*** Task input ***
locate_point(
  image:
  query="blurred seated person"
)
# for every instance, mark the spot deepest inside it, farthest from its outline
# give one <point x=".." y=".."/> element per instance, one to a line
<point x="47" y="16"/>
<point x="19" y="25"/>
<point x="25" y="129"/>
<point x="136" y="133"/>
*** End of Task input ***
[Task details]: Each record above needs to be reproduced exactly as written.

[Solution for this task]:
locate_point(
  image:
  query="blurred seated person"
)
# for every instance, mark the spot deepest inside it, farthest from its outline
# give one <point x=".." y=".."/> element per instance, one to a line
<point x="47" y="16"/>
<point x="19" y="25"/>
<point x="25" y="129"/>
<point x="136" y="133"/>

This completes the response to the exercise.